Subject: Re: Corrupt data when reading filesystems under Linux guest
To: None <port-xen@NetBSD.org>
From: Jed Davis <jdev@panix.com>
List: port-xen
Date: 06/09/2005 00:46:34
In article <200506062108.j56L8gG23306@panix5.panix.com>,
<marcotte@panix.com> wrote:
>
> xbdback op 0 req_cons 0xcd40 req_prod 0xcd47/0x7 resp_prod 0xcd40/0x0
> xbdback_io domain 2: frame_and_sects[0]=0x27f68000
> xbdback_io domain 2: frame_and_sects[1]=0x27f68009
> xbdback_io domain 2: frame_and_sects[2]=0x27f68012
> xbdback_io domain 2: frame_and_sects[3]=0x27f6801b
> xbdback_io domain 2: frame_and_sects[4]=0x27f68024
> xbdback_io domain 2: frame_and_sects[5]=0x27f6802d
> xbdback_io domain 2: frame_and_sects[6]=0x27f68036
> xbdback_io domain 2: frame_and_sects[7]=0x27f6803f
> xbdback_io domain 2: frame_and_sects[8]=0x27f67000
> xbdback_io domain 2: frame_and_sects[9]=0x27f67009
> xbdback_io domain 2: frame_and_sects[10]=0x27f67012
> xbdback_io domain 2: start sect 1 start 0 size 5632
> xbdback_io domain 2: start request
While I know very little about the innards of Xen, it looks to me, from
reading xbdback_io(), as if it's assuming that all of the elements of
frame_and_sects will specify consecutive areas of... um... it looks like
memory after some sort of mapping operation. This bit in particular:
572 start_offset =
573 blkif_first_sect(req->frame_and_sects[0]) * VBD_BSIZE;
574 req_size = blkif_last_sect(req->frame_and_sects[0]) -
575 blkif_first_sect(req->frame_and_sects[0]) + 1;
576 XENPRINTF(("xbdback_io domain %d: frame_and_sects[0]=0x%lx\n",
577 xbdi->domid, req->frame_and_sects[0]));
578 for (i = 1; i < req->nr_segments; i++) {
579 XENPRINTF(("xbdback_io domain %d: frame_and_sects[%d]=0x%lx\n",
580 xbdi->domid, i, req->frame_and_sects[i]));
581 req_size += blkif_last_sect(req->frame_and_sects[i]) -
582 blkif_first_sect(req->frame_and_sects[i]) + 1;
583 }
and this bit lower down:
608 xbd_req->rq_buf.b_blkno = req->sector_number;
609 xbd_req->rq_buf.b_bcount = (daddr_t)req_size;
610 xbd_req->rq_buf.b_data = (void *)start_offset;
suggest that if the next segment doesn't pick up where the last one
left off, the wrong thing will be done. However, that's not the
problem here, as a look at the frame_and_sects in the quoted log
shows. Fortunately, I'm not done yet; this, in xbdback_map_shm (also in
arch/xen/xen/xbdback.c):
788 for (i = 0; i < req->nr_segments; i++) {
789 xbd_req->rq_ma[i] = (req->frame_and_sects[i] & ~PAGE_MASK);
790 }
791 return xen_shm_map(xbd_req->rq_ma, req->nr_segments,
792 xbd_req->rq_xbdi->domid, &xbd_req->rq_vaddr, 0);
and this, in xen_shm_map (in arch/xen/i386/xen_shm_machdep.c):
156 for (i = 0; i < nentries; i++, new_va_pg++) {
157 mcl[i].op = __HYPERVISOR_update_va_mapping_otherdomain;
158 mcl[i].args[0] = new_va_pg;
159 mcl[i].args[1] = ma[i] | remap_prot;
160 mcl[i].args[2] = 0;
161 mcl[i].args[3] = domid;
suggest to me that something decidedly wrong will happen if a frame
number is repeated in the scatter/gather array; namely, that it will
map the same physical page into multiple successive virtual pages, or
something along those lines, then transfer to/from some contiguous
virtual address range, thus causing some the transfer to get sent
to/from the wrong place in the wrong page, and also leaving other parts
of the guest's buffer untouched.

- The exercise:
Answer these questions from the port-xen post.
(a) Which file holds xbdback_map_shm?
(b) What size does the "start sect" line in the quoted log give?
(c) What value does xen_shm_map assign to mcl[i].op?
The entries come from a different source than the port-xen post.

- Record set:
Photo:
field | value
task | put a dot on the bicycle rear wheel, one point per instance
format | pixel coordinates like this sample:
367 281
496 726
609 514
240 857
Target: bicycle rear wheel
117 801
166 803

- Output below:
(a) arch/xen/xen/xbdback.c
(b) 5632
(c) __HYPERVISOR_update_va_mapping_otherdomain